**Given task 1:** In the pickling recipes, how long should the salted vegetables for the posh piccalilli sit at room temperature?
**Given task 2:** Resume the pickling recipes after their last sentence, keeping the same format and tone.

11. Scrape down and clean the inside of the jar with a spatula then weigh the mixture down with a flat plate that fits inside the jar, with a weight on top (like a smaller jar filled with water and sealed).

12. Cover the jar with a muslin square or tea towel so it can breathe, and secure.

13. Leave to ferment in a warm place at around 20-25°C, If it’s cooler then it will just take longer.

14. Check and taste daily, making sure the vegetables are always submerged in the brine. Depending on your taste and the room temperature, this can take around 3-14 days. It’s ready when it tastes sour and tangy.

15. Pack tightly into warm, dry sterilised jar leaving a 5mm gap between the top of the vegetables and the rim and seal.

Shelf-life: keeps for up to 6-8 months unopened in a cool, dark cupboard. Once opened, keep in the fridge and eat within 4-6 weeks.

© Philippa Langley/Square Peg

Posh piccalilli

I call this posh piccalilli because I love to add heritage vegetables, such as purple, yellow and red carrots to the mix. You can also use romanesco, broccoli, mooli (daikon radish) or podded peas for extra colour and crunch – experiment to make a gorgeously vibrant pickle.

Makes: 6-7 x 300ml jars

How to eat: an Anglo-Indian classic – eat with cheddar on crackers or in a sandwich

Top tip: the key to this recipe is to dry the salted vegetables thoroughly so excess water doesn’t ruin the thickened sauce once in the jars.

Ingredients

1.2kg selection of 6 vegetables: cauliflower, romanesco, mooli, courgette, cucumber, green beans, fresh peas, heritage carrots, shallots, red/yellow/green peppers, fresh corn kernels

2 tbsp salt

1 tsp coriander seeds

1 tsp cumin seeds

1 tbsp yellow mustard seeds

450g cornflour

2 tsp ground turmeric

2 tsp yellow mustard powder

600ml cider vinegar

150g granulated sugar

4 tbsp honey

Method

1. Prepare the vegetables by cutting them into small, similar-sized pieces (about 2.5cm each is ideal). Put in a bowl, sprinkle with the salt, making sure it is evenly distributed and leave at room temperature for at least 24 hours.

2. The next day, rinse the vegetables with ice-cold water, drain and dry thoroughly, either in a salad spinner if you have one, or by patting dry with kitchen paper.

3. Blend or crush together the coriander, cumin and mustard seeds. Put in a bowl with the cornflour, turmeric and mustard powder then stir in a little of the vinegar to make a paste.

4. Bring the remainder of the vinegar, the sugar and honey to a gentle simmer in a medium, stainless steel pan, slowly dissolving the sugar.

5. Add a ladle of this warm vinegar to the spice paste and mix well.

6. Slowly pour this sloppy paste into the pan of vinegar on the heat, stirring as you pour.

7. Bring to a simmer, stirring, allowing the cornflour to thicken the mixture until it is a bit like a thick pancake batter.

8. Remove from the heat, add the dry vegetables and stir until well coated with the vegetables.

9. Pack the piccalilli into warm, dry sterilised jars, filling them to about 5mm below the rim and seal.

10. Can be eaten straight away but is best kept sealed in a cool, dark place for 3-4 weeks to allow the spices to infuse into the vegetables and for the sharpness of the vinegar to mellow

Shelf-life: keeps unopened for up to a year. Once opened, keep refrigerated and eat within 4 weeks.

**Given information:**
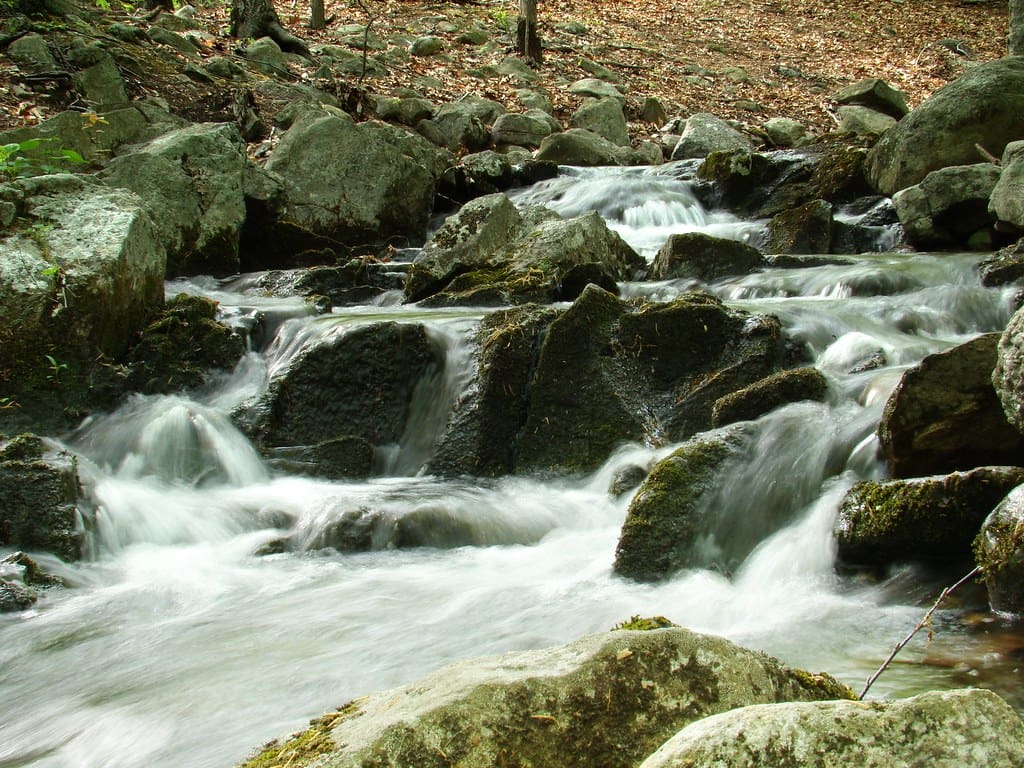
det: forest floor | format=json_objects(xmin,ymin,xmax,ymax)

**Answer 1:** At least 24 hours.

**Answer 2:**
© Philippa Langley/Square Peg

Orange and vanilla marmalade

Marmalade can be very bitter – this one has a slight bitterness from its peel – but the addition of vanilla seeds mellows this, giving it a smoother, milder flavour. This marmalade can even persuade a non-believer to love marmalade.

Makes: 8-9 x 228ml jars

Season: winter

How to eat: on warm, buttered, seeded toast or English muffins

Ingredients

850g oranges

1 lemon, zest and juice

1.5 litres water

1 vanilla pod

1.8kg preserving sugar

Method

1. Cut the whole oranges in half, then slice into very thin semi-circles, about 2-3mm thick. Discard any pips.

2. Put the orange slices into a large jam pan with the lemon zest, lemon juice and water then boil on a high heat for 10 minutes.

3. Reduce the heat to a simmer and cook for at least 40 minutes or until the peel has softened.

4. Split the vanilla pod lengthways and remove the seeds, stir the seeds through the jam jar then add the emptied pod and vanilla sugar to the pan, stirring until it dissolves. Boil at around 104°C, stirring continually, for around 15-20 minutes until it has darkened in colour.

5. Use the wrinkle test to check if it has reached the desired setting point and, when ready, take off the heat, remove the vanilla pod and skim off any scum from the surface. Leave to sit fir 5-8 minutes.

6. Ladle into warm, dry sterilised jars and seal.

Shelf-life: keeps unopened for up to 6-8 months. Once opened, refrigerate and eat with 6 weeks.

© Philippa Langley/Square Peg

Two-tone peach and blackberry jam

This recipe is a bit of fun: two jams for the price of one. It looks amazing and gets a lot of attention on the Newton and Pott market stall. You could actually do this with most of the recipes that have a medium set as they will happily sit on top of each other without mixing together. Try Pear jam without its added lavender, with the Raspberry and rose jam on top (see book for recipes).

Makes: 6-8 x 228ml jars

Season: late summer to early autumn

How to eat: with toast, and use a long-handled spoon to get the jams out of the jar, to make sure you get the best of both flavours!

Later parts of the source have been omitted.